Go through the material below line by line and count those containing "query". Write the count and nothing more.

------------

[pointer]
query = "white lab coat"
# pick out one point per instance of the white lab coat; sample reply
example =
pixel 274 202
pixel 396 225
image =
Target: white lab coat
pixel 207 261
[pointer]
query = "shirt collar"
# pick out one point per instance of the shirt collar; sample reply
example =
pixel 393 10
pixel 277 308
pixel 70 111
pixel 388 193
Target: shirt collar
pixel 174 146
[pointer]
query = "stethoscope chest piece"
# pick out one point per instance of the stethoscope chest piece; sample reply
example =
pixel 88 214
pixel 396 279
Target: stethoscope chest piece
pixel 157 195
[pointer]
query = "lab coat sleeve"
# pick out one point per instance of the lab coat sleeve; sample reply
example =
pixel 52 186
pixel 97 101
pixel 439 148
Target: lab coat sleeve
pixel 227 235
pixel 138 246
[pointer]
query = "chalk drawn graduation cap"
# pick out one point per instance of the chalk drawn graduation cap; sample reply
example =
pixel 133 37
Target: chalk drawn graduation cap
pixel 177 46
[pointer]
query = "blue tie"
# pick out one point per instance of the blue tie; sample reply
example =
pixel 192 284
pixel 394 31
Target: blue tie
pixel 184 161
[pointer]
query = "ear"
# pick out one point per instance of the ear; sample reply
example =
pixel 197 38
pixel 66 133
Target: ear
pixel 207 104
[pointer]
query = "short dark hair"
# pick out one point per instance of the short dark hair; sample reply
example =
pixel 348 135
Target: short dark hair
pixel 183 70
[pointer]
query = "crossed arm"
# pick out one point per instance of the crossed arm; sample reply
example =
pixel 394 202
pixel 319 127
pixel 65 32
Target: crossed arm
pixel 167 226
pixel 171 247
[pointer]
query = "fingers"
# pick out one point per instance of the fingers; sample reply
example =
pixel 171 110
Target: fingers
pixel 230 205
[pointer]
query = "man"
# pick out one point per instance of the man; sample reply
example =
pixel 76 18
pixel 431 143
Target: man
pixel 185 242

------------

FINAL ANSWER » 11